| PAGE EXCERPT |
__________________________________________________
Last week, T.'s caseworker wrote to us and asked us to "persuade" his mother to accept a notice of termination of parental rights, after she refused to meet with DCFS. I hit the roof (and never breathed a word of this to him)- how is this his responsibility, when he barely knows his mother, and has never lived with her or formed a relationship with her? Then his adoption social worker came to our house. Before I could stop her, she told him how his adoption process is being held up because his mother refuses to accept the notice. She told him how "worried" she is about the delay, and how it could be seven months or more before we can move to official adoptive status. T. was practically catatonic during this conversation with his social worker. Afterwards, he withdrew for hours, then he stormed out of the house without permission and didn't come home until midnight on a school night. He's never done anything like that before.

So I lied to him. I felt what my grandmother must have felt that day on the phone with my uncle: a flash of rage and terrible pain that he was suffering, and a fierce desire to put myself between him and a cruel truth. Over dinner, I said as if it just occurred to me offhand, "Oh, I talked to your attorney for awhile today." (And indeed I did, though "talking" is a gentle way to put it, because what really happened is that I dialed up everyone involved in his case and voiced my frustration.) "He thinks everything will work out fine," I said to T. (The attorney didn't say that--instead, he told me that the county has, in his opinion, done everything wrong in handling his case.) "He told me that your mom doesn't mean to block your adoption--she just doesn't want DCFS workers bugging her at her house."

His face relaxed in an instant. For one millisecond, he looked up at me with such huge, naked eyes, even Tim was taken aback. All we can do is guess sometimes at what pains him. I don't know if what I said was the right thing, but he takes his mother's anger (which is diffuse and complicated) very personally, and in that instant, it was clear he needed relief.
__________________________________________________
| EXERCISE DATA |

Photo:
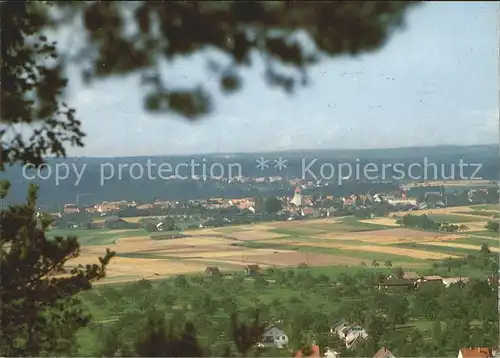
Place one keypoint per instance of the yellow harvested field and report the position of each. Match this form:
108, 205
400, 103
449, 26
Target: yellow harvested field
294, 258
418, 254
391, 236
463, 246
226, 253
473, 226
381, 221
254, 235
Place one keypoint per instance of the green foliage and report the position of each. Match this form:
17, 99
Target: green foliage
40, 310
32, 64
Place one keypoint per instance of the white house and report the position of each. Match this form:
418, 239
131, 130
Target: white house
448, 281
274, 336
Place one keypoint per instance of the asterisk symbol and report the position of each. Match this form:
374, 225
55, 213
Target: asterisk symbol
262, 163
280, 163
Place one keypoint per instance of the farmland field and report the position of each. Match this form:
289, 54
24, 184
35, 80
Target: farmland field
342, 242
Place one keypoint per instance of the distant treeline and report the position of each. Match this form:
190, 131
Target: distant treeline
147, 190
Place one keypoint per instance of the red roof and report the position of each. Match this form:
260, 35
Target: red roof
314, 353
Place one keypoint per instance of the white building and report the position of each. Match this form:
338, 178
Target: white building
273, 336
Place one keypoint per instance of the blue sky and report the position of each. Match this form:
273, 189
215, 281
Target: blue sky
445, 91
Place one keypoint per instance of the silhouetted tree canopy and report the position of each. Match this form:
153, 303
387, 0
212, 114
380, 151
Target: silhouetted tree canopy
144, 37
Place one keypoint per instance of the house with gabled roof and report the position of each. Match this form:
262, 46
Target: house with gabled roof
410, 275
252, 270
388, 284
313, 352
__________________________________________________
| PROBLEMS AND TASKS |
a: Print the part of the passage about T.'s adoption between "His face relaxed" and "he needed relief.", inclusive, without changing a word.
b: Pick up the passage about T.'s adoption after its last sentence and carry it on.

| RESULTS FOR EACH TASK |
a:
His face relaxed in an instant. For one millisecond, he looked up at me with such huge, naked eyes, even Tim was taken aback. All we can do is guess sometimes at what pains him. I don't know if what I said was the right thing, but he takes his mother's anger (which is diffuse and complicated) very personally, and in that instant, it was clear he needed relief.

b:
I was so angry this week with his social workers (who waited to start the process of noticing the biological parents until AFTER the 45 day required window had passed, so that our court date next month is a total waste of time); with his attorney (who is rude and aggressive and told me he might not come to court on time because he has a dentist's appointment that day), and with the world. It pains me to think of process servers going to serve his mother, who is struggling to raise the fifth of her children, the only one she's ever had custody of. I hate everything about this process. I wish we could handle his adoption informally, perhaps sitting down with his mother, with whom he has never lived, to work it out. That's not realistic, for a variety of reasons. But the legal process of adopting an older child whose parental rights haven't been terminated prior to him being placed with potential adoptive parents is punishing to say the least.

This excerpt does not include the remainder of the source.